(WHAT YOU HAVE TO DO)
Quote every line as given.

(MATERIAL SUPPLIED)

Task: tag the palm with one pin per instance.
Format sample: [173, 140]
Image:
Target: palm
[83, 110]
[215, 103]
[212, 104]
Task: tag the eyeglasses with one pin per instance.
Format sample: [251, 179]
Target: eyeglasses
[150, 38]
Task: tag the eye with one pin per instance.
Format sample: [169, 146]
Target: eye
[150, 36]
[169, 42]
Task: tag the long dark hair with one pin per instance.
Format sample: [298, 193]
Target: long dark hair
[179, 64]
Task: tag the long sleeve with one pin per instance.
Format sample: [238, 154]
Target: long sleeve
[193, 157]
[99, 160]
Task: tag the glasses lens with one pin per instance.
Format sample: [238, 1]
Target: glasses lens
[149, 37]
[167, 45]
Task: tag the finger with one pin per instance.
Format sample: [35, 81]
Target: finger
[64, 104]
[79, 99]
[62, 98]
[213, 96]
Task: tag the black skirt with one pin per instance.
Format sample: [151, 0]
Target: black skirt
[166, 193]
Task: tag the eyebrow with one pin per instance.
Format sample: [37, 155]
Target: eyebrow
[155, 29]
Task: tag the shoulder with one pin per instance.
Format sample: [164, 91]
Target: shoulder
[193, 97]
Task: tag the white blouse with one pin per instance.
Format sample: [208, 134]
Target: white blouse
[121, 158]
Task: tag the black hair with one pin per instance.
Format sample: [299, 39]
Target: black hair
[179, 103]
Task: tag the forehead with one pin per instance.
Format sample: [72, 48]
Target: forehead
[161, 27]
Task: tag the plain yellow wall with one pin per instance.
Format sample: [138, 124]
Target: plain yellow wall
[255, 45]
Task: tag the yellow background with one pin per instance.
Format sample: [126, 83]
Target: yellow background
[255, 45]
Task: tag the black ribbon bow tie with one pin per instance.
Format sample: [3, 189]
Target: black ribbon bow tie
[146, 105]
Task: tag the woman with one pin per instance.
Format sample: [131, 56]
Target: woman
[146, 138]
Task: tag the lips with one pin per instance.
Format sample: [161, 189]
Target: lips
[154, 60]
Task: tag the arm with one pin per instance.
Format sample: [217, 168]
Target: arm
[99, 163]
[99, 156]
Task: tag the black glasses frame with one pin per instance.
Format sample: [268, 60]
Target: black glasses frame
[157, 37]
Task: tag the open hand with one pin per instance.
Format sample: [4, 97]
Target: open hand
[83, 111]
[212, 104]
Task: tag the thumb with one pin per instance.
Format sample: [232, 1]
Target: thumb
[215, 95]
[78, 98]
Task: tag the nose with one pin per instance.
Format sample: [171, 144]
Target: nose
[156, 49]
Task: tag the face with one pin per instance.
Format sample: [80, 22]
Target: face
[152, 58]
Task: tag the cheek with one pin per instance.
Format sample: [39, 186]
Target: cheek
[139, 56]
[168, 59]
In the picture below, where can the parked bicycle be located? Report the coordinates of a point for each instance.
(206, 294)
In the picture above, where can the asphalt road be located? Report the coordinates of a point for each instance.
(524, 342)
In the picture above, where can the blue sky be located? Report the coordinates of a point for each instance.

(CORRECT RESULT)
Task: tag the palm with one pin per instance.
Format sample: [173, 140]
Image:
Target: palm
[83, 110]
[215, 103]
[212, 104]
Task: tag the eyeglasses with one pin per instance.
Format sample: [251, 179]
Target: eyeglasses
[150, 38]
Task: tag the eye with one pin per instance.
Format sample: [169, 146]
Target: eye
[150, 36]
[169, 42]
Task: tag the long dark hair with one pin per instance.
Format sample: [298, 193]
Target: long dark hair
[179, 64]
Task: tag the long sleeve with one pin per instance.
Format sample: [238, 154]
Target: long sleeve
[193, 157]
[99, 160]
Task: tag the glasses lens with one pin per instance.
Format sample: [238, 1]
Target: glasses lens
[149, 37]
[167, 45]
Task: tag the finger with one pin per instance.
Format sample: [35, 81]
Target: finger
[64, 104]
[79, 99]
[62, 98]
[213, 96]
Task: tag the black skirt with one pin per instance.
Format sample: [151, 0]
Target: black skirt
[166, 193]
Task: tag the eyebrow with one pin per instance.
Format sample: [37, 155]
Target: eyebrow
[155, 29]
Task: tag the shoulder with one pin per instance.
Format sample: [164, 91]
Target: shoulder
[193, 97]
Task: tag the white blouse with one pin per instance.
Format sample: [208, 134]
Target: white blouse
[121, 158]
Task: tag the black hair with one pin per instance.
Format sample: [299, 39]
Target: black hair
[179, 103]
Task: tag the forehead with one pin per instance.
Format sample: [72, 48]
Target: forehead
[161, 27]
Task: tag the plain yellow wall with one pin per instance.
Format sample: [138, 124]
Target: plain yellow wall
[255, 45]
Task: tag the yellow background with one pin per instance.
Format sample: [126, 83]
Target: yellow background
[255, 45]
Task: tag the black ribbon bow tie with one pin per instance.
Format sample: [3, 189]
Target: black ribbon bow tie
[146, 105]
Task: tag the woman with one pin per instance.
Format sample: [131, 56]
Target: woman
[146, 138]
Task: tag the lips with one pin per instance.
Format sample: [161, 189]
Target: lips
[154, 60]
Task: tag the arm with one pin per instance.
Format sample: [217, 168]
Target: arm
[99, 163]
[99, 156]
Task: tag the black glasses frame with one pin per instance.
Format sample: [268, 60]
Target: black glasses frame
[157, 37]
Task: tag the open hand with one pin per instance.
Format sample: [4, 97]
Target: open hand
[83, 111]
[212, 104]
Task: tag the thumb with one pin per instance.
Format sample: [232, 1]
Target: thumb
[215, 95]
[78, 98]
Task: tag the nose with one pin per instance.
Format sample: [171, 144]
Target: nose
[156, 49]
Task: tag the face with one pin per instance.
Format sample: [80, 22]
Target: face
[152, 58]
Task: tag the cheek with one pin per instance.
Format sample: [39, 186]
Target: cheek
[139, 56]
[168, 59]
In the picture below, where can the parked bicycle be located? Report the coordinates of a point for each instance.
(206, 294)
In the picture above, where can the asphalt road be located? Report the coordinates of a point for each instance.
(524, 342)
In the picture above, where can the blue sky be located? Report the coordinates of a point for each instance.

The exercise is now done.